▶ [Exercise] For each item below, present the output lines as a numbered list and leave out any blank lines.

=== Dataset rows ===

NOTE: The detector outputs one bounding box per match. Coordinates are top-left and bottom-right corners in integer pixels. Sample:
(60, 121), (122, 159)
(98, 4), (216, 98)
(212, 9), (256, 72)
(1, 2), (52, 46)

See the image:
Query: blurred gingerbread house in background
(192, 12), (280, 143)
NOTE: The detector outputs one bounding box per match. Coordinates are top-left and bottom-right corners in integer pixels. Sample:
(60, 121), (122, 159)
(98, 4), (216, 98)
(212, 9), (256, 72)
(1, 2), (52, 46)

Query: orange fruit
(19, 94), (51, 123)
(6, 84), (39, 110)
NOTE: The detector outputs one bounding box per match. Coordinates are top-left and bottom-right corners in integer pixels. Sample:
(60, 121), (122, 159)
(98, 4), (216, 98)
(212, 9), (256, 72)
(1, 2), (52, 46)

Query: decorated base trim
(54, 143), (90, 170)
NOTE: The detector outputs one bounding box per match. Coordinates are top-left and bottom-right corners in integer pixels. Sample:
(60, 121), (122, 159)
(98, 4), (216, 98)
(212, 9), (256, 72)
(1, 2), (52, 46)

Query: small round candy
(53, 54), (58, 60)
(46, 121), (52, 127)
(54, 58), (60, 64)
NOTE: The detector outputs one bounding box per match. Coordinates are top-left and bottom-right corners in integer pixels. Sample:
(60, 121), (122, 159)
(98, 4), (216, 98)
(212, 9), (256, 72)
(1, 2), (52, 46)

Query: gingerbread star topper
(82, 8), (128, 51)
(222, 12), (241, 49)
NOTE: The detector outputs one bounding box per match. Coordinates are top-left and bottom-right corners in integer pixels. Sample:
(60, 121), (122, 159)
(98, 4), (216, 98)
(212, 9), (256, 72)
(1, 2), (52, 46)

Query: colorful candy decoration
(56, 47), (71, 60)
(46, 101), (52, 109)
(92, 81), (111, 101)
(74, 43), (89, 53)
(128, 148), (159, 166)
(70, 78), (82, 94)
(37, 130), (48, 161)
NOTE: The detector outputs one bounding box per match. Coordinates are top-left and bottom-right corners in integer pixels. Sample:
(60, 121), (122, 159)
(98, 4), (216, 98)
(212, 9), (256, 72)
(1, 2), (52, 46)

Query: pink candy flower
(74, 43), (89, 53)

===

▶ [Solution]
1. NOTE: The detector outputs one bounding box per match. Coordinates are top-left and bottom-right corners in integer pixels. Sample:
2. (60, 121), (122, 159)
3. (98, 4), (216, 98)
4. (212, 9), (256, 72)
5. (1, 2), (52, 46)
6. See the image:
7. Query: blurred gingerbread house in background
8. (192, 12), (280, 143)
9. NOTE: The detector outputs one bounding box per match. Coordinates are top-left and bottom-right corners in integer pixels. Sample:
10. (60, 121), (122, 159)
11. (98, 4), (216, 98)
12. (212, 9), (256, 72)
13. (1, 2), (52, 46)
14. Query: orange fruit
15. (19, 94), (51, 123)
16. (6, 84), (39, 110)
17. NOTE: The detector outputs one bounding box per match. Coordinates are top-left and bottom-right corners in integer pixels. Sample:
18. (60, 121), (122, 159)
19. (98, 4), (216, 98)
20. (212, 9), (256, 72)
21. (1, 2), (52, 46)
22. Query: decorated base trim
23. (54, 143), (90, 170)
24. NOTE: The detector outputs one bounding box per match. Coordinates are top-left and bottom-right corners in integer pixels. Sample:
25. (60, 121), (122, 159)
26. (98, 4), (216, 98)
27. (212, 9), (256, 72)
28. (1, 2), (52, 46)
29. Query: small round candy
30. (53, 54), (58, 60)
31. (46, 121), (52, 127)
32. (54, 58), (60, 64)
33. NOTE: The detector outputs one bounding box per match. Coordinates are top-left and bottom-right corners in integer pixels. Sample:
34. (60, 121), (122, 159)
35. (98, 4), (216, 98)
36. (212, 9), (256, 72)
37. (1, 2), (52, 46)
38. Query: gingerbread star topper
39. (82, 8), (128, 51)
40. (222, 12), (241, 49)
41. NOTE: The detector outputs one bounding box per match. Coordinates are top-left and bottom-right corners in integer pixels. Sample:
42. (60, 121), (122, 159)
43. (98, 4), (216, 98)
44. (212, 9), (256, 72)
45. (1, 2), (52, 46)
46. Query: colorful candy decoration
47. (56, 47), (71, 60)
48. (46, 101), (52, 109)
49. (92, 81), (111, 101)
50. (74, 43), (89, 53)
51. (128, 148), (159, 166)
52. (70, 78), (82, 94)
53. (37, 130), (48, 161)
54. NOTE: The detector outputs one bounding box per match. Coordinates are top-left and bottom-right corners in integer pixels. Sample:
55. (60, 121), (122, 159)
56. (98, 4), (216, 98)
57. (212, 9), (256, 72)
58. (1, 2), (52, 46)
59. Query: pink candy flower
60. (74, 43), (89, 53)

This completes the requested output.